Exercises to complete:
1. Reproduce everything in the passage on cyberbullying from "Cyberbullying, age, and" down to "similar degree [27,28].".
2. Summarize the passage on cyberbullying in two sentences.

Passage to read:

════════════════════

It appears, thus, that cyberbullying exists alongside bullying in the physical world and that the two feed on each other: the adolescent who argued with a classmate on the way home from school writes an offensive comment on that classmate’s Facebook, which receives positive and enthusiastic responses from others. This paves the way to ongoing bullying, and thus, the next day, the fight that breaks out at school is directly related to the communication that took place in cyberspace. Indeed, a relationship has been identified between textual cyberbullying and face-to-face (FtF) bullying . In addition, the roles that adolescents take on themselves in cases of FtF violence can be the same as the roles they adopt in an online environment . Furthermore, adolescents who bully others online tend to spend more time online and feel more comfortable expressing themselves in an authentic manner in cyberspace .
Lindfors et al.  examined the effects of cyberbullying on adolescents aged 12 to 18, taking into account four groups of participants in cyberbullying: victim, aggressor, a combination of the two (i.e., alternately fulfilling the role of bully and victim), and cyberbystander. According to these researchers, the phenomenon of cyberbullying cannot be fully understood without addressing all of these groups and their combinations. The novelty introduced by this study was the finding that 13% of the study population reported engaging in cyberbullying; however, only a few participants in the study considered this a worrisome or aggravating event. In other words, despite the fact that adolescents are frequently exposed to cyberbullying, only a very few consider it a serious phenomenon. In addition, the study examined the effect of age and gender on the roles of cyberbully and victim. A negative correlation was found between age and cyberbullying, such that the desire to engage in cyberbullying decreased as the age of the participants increased; hence, the older the age group, the fewer the number of victims of cyberbullying.
Cyberbullying, age, and gender
The research literature is divided on the issue of the effect of gender on cyberbullying. Some studies have found that in cyberspace, boys tended to towards the role of bully more than did girls , whereas girls tended towards the role of victim more than did boys . In contrast, other studies have found no correlation between gender and bullying, indicating that boys and girls take on the role of bully and victim to a similar degree [27,28].

════════════════════

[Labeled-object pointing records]
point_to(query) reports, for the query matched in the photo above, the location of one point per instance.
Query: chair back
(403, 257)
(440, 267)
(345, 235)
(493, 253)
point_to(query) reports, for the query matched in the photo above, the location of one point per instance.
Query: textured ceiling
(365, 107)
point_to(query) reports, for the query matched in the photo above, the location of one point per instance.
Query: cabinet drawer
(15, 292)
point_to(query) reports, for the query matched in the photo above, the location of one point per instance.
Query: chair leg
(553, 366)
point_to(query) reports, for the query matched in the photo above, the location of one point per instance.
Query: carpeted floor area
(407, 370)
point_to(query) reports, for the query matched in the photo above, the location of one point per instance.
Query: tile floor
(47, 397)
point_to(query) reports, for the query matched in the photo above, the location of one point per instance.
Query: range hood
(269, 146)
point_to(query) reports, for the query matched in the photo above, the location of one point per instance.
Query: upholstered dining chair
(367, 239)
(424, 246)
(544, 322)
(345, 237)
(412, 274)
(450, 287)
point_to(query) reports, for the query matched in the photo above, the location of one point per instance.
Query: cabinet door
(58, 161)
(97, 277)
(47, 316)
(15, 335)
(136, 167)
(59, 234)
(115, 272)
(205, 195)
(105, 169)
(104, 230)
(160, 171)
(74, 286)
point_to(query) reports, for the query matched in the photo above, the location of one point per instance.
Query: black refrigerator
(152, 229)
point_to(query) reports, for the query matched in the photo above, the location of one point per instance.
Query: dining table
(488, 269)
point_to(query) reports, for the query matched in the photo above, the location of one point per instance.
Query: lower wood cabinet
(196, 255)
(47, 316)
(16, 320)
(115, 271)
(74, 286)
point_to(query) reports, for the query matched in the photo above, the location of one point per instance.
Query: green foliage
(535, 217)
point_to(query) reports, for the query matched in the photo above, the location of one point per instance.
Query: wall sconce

════════════════════

Answers by task:
1.
Cyberbullying, age, and gender
The research literature is divided on the issue of the effect of gender on cyberbullying. Some studies have found that in cyberspace, boys tended to towards the role of bully more than did girls , whereas girls tended towards the role of victim more than did boys . In contrast, other studies have found no correlation between gender and bullying, indicating that boys and girls take on the role of bully and victim to a similar degree [27,28].

2. Cyberbullying and face-to-face bullying feed on each other, and adolescents may take on the same roles online as they do in face-to-face violence. A study of adolescents aged 12 to 18 found that 13% reported engaging in cyberbullying, that few considered it serious, and that the desire to engage in it decreased with age, while research on the effect of gender remains divided.